*** Opening of DATASET ***

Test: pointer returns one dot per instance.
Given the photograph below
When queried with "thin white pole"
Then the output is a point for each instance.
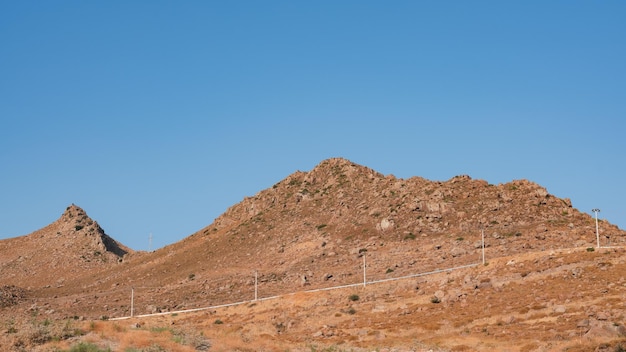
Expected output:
(483, 235)
(596, 210)
(364, 274)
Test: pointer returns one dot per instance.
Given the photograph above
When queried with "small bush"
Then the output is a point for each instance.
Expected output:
(87, 347)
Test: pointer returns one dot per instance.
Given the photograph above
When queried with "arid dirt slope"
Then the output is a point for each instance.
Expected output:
(545, 287)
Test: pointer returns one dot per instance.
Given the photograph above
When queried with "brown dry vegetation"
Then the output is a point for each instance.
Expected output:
(543, 288)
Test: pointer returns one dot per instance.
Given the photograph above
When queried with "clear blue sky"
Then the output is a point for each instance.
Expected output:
(156, 116)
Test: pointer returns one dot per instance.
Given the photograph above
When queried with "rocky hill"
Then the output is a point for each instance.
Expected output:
(74, 245)
(316, 229)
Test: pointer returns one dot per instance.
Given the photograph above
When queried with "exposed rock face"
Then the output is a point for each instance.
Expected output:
(72, 246)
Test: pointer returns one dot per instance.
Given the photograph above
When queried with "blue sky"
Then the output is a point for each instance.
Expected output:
(156, 116)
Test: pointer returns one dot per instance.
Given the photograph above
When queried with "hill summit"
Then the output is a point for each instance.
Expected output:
(339, 225)
(73, 245)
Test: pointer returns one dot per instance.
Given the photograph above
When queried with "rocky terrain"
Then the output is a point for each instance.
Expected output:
(543, 287)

*** Close of DATASET ***

ASSIGNMENT
Taking every line of the records in turn, count the ones holding "hill", and state nothing but the number.

TASK ANSWER
2